### TO DO
Convert everything from the line containing "Note: locate the green leaf" down to the line containing "pixel 464 271" into a numbered list, leaving out any blank lines. Include both of those lines and nothing outside that span.

### Dataset records
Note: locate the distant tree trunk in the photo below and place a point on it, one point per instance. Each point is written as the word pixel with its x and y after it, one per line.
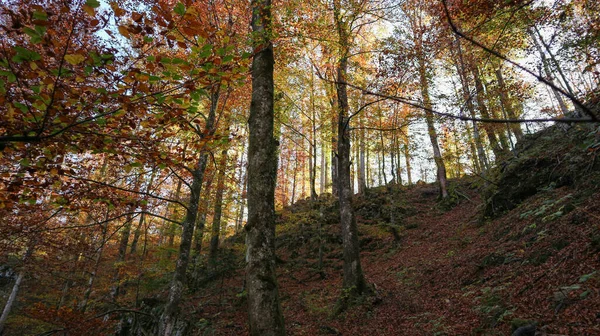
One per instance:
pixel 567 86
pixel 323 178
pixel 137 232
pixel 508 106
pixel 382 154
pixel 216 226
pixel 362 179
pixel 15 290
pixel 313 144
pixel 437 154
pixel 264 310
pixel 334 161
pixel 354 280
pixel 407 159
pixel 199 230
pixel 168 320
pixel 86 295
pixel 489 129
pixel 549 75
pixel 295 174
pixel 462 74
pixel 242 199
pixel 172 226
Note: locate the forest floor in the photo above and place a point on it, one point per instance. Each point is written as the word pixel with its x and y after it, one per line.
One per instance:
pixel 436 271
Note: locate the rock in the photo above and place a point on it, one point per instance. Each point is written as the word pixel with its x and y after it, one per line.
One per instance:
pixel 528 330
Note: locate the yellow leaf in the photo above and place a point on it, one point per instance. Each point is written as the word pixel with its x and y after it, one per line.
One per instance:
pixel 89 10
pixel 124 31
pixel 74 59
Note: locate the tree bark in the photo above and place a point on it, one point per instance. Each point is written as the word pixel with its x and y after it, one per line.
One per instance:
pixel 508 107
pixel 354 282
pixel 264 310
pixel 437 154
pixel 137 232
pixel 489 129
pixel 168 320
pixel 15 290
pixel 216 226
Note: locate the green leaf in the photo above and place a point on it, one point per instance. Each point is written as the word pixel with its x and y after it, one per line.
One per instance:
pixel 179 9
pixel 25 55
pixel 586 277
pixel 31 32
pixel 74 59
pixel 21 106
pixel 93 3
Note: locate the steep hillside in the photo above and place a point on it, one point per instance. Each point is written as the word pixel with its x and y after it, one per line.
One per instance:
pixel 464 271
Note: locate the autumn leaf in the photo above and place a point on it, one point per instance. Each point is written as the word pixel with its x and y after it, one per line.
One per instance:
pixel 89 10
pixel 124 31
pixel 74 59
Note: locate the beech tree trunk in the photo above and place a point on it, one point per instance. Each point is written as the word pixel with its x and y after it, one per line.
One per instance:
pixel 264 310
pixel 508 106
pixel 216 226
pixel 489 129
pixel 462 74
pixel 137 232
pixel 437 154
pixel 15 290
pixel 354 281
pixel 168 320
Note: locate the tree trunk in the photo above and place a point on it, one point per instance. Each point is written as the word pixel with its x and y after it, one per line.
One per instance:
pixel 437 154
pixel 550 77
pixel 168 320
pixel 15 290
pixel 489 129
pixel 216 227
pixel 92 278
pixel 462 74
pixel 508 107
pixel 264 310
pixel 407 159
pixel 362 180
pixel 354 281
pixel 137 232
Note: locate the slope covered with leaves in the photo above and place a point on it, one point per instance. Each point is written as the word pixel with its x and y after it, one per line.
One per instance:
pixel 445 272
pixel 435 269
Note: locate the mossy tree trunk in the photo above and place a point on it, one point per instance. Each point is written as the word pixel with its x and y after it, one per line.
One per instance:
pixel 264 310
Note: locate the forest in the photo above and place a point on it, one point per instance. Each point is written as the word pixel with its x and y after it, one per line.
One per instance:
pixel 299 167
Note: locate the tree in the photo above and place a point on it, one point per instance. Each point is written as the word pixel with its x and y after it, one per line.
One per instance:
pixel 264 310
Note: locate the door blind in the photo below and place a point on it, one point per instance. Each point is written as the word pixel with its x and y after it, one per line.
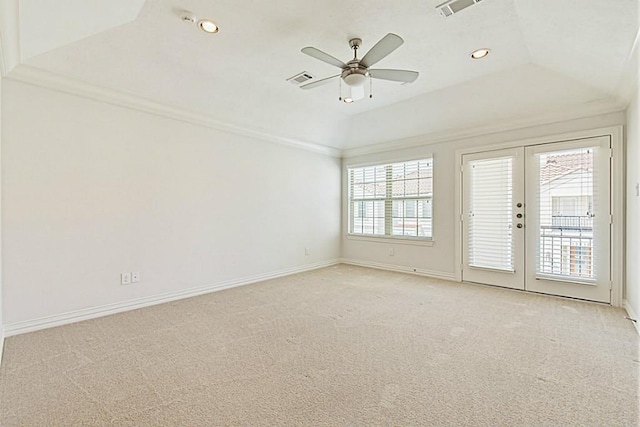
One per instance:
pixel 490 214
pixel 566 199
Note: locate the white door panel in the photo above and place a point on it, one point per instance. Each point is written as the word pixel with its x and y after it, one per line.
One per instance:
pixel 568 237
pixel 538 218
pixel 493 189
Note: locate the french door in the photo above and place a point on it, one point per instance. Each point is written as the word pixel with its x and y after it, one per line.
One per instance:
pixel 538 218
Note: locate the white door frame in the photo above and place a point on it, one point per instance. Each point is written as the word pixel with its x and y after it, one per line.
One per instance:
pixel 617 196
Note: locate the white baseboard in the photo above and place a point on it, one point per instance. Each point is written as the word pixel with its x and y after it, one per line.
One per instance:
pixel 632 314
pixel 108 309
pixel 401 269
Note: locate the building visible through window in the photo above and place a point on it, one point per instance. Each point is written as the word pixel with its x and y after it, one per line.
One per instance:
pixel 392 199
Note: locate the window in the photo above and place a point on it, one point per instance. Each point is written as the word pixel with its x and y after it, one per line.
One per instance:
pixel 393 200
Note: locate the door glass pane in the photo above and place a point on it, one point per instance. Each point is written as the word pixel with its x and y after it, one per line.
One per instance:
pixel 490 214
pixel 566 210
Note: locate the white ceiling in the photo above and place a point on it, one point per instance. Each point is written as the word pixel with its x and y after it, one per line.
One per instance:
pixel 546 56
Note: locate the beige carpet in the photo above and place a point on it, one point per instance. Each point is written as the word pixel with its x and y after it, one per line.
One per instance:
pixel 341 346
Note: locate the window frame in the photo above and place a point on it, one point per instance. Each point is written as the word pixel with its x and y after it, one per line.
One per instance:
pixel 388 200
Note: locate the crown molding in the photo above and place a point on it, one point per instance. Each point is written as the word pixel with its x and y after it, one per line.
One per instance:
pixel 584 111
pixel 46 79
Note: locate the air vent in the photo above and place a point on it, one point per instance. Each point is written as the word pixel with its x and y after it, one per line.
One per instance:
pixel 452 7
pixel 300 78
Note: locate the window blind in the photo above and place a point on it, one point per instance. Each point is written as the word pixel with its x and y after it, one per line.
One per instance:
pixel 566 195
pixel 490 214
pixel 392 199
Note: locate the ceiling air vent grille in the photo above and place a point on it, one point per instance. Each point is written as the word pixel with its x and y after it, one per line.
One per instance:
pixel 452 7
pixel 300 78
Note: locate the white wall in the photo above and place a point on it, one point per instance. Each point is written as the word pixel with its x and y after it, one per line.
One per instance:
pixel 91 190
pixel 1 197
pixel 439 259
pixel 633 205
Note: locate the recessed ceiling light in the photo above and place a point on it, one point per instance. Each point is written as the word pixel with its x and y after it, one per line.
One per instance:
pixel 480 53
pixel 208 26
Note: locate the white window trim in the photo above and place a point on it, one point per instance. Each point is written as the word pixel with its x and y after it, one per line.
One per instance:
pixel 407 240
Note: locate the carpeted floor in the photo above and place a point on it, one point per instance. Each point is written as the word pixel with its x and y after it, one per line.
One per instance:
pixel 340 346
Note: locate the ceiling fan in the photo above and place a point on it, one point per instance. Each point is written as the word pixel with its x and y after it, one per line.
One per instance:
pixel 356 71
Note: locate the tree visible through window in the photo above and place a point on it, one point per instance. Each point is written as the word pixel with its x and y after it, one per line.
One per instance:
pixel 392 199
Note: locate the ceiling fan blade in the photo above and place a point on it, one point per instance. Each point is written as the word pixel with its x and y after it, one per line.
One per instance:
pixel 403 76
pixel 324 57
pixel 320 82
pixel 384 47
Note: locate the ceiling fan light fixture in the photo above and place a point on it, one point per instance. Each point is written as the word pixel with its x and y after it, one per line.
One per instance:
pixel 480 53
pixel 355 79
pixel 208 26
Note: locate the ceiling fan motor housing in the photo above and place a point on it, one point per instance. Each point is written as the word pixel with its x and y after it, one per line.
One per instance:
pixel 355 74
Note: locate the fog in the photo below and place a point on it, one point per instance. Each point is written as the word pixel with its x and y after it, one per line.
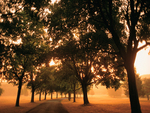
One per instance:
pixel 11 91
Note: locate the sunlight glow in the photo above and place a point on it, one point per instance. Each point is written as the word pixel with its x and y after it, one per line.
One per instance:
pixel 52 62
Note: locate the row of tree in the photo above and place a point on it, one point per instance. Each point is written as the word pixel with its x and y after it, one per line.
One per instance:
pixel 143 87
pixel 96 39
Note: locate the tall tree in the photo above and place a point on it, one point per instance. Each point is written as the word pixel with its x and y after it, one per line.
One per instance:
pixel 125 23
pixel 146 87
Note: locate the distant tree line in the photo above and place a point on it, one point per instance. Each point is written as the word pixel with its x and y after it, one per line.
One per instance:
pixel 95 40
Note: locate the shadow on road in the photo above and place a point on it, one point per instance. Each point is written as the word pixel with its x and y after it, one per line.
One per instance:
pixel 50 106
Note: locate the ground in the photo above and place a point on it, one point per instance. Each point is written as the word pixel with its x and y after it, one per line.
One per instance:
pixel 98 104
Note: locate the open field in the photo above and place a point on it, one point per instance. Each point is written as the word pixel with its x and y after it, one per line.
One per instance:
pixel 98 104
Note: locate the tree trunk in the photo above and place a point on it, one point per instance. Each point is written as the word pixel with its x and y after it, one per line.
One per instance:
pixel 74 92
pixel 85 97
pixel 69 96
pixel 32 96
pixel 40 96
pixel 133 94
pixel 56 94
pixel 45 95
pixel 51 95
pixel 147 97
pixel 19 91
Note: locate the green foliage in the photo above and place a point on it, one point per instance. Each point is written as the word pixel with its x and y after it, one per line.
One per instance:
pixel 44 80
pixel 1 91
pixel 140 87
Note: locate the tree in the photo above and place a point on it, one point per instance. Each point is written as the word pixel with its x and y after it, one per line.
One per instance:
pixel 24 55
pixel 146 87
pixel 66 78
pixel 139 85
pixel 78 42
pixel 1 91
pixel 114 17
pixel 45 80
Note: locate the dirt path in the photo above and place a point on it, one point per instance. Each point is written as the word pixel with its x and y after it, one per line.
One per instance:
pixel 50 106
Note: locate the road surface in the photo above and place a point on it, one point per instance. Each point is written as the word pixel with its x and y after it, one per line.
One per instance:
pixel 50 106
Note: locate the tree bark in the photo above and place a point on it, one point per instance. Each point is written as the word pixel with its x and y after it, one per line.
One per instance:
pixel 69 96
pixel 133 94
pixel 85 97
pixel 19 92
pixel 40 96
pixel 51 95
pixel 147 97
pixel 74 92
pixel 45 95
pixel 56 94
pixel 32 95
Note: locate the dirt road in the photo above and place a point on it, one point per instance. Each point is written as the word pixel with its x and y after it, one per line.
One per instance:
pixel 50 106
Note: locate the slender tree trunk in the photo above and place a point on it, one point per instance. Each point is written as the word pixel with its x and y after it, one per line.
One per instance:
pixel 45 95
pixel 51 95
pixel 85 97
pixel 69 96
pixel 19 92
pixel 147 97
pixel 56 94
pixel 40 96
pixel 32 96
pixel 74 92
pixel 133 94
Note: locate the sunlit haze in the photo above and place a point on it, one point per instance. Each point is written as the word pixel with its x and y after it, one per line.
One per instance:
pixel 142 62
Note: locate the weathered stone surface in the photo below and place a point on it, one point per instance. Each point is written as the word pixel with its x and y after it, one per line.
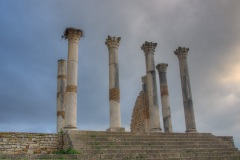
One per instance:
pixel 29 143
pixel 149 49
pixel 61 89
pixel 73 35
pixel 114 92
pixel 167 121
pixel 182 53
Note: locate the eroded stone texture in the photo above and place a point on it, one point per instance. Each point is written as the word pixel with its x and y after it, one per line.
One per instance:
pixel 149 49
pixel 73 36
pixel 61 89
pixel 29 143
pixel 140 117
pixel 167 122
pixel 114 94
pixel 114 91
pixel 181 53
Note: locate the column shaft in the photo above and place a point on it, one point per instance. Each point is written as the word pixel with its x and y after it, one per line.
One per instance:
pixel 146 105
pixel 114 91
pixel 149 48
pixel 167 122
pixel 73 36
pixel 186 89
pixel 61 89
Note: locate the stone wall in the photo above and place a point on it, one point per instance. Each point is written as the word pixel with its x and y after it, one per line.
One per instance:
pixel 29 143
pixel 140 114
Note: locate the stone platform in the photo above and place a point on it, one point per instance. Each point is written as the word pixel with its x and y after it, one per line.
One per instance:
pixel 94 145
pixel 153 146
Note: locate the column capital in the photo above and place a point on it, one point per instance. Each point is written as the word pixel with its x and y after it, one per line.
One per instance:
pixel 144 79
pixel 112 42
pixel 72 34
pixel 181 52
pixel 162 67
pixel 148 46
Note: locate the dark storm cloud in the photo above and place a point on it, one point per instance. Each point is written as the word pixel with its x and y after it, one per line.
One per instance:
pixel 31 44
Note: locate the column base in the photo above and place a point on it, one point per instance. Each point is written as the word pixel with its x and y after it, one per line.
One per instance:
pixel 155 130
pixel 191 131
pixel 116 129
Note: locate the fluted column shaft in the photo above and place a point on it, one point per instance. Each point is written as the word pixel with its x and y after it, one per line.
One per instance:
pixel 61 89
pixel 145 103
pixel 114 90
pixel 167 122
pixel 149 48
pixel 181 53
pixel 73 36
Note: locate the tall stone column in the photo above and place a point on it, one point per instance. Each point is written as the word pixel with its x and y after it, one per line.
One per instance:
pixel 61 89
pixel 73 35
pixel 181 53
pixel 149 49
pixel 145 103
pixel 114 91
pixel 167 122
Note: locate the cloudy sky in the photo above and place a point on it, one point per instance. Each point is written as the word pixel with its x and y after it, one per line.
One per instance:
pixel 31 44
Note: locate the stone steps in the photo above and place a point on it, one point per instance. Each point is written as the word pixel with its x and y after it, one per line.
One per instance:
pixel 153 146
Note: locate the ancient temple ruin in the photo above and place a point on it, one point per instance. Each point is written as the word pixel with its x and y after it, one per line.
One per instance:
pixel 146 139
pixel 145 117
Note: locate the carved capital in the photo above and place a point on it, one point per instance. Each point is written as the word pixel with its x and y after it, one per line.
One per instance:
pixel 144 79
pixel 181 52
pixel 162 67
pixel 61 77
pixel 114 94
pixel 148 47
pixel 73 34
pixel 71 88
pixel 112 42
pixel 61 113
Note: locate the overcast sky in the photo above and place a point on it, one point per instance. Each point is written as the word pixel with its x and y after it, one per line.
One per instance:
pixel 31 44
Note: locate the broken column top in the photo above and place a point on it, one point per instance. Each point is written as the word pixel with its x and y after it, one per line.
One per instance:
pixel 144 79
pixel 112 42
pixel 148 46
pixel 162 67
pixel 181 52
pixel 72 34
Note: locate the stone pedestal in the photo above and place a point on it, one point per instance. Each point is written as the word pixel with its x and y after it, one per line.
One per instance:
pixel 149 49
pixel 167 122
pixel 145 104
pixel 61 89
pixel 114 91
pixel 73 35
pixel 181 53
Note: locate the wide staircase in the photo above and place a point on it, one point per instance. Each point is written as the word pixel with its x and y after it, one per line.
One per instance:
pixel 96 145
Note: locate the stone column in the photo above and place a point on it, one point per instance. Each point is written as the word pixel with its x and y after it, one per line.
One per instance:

### TASK RESULT
1. Note: locate the green leaf in the photo above and place a point on it, one point per instance. Each point is written as the word pixel with its x and y after it, one per line.
2. One per instance:
3. pixel 179 9
4. pixel 25 55
5. pixel 586 277
6. pixel 31 32
7. pixel 74 59
8. pixel 21 106
9. pixel 93 3
10. Note: locate the steep hillside in the photo above and place a point on it, one point per instance. Each point is written as the word pixel with its x and y after it, one per line.
11. One per instance:
12. pixel 464 271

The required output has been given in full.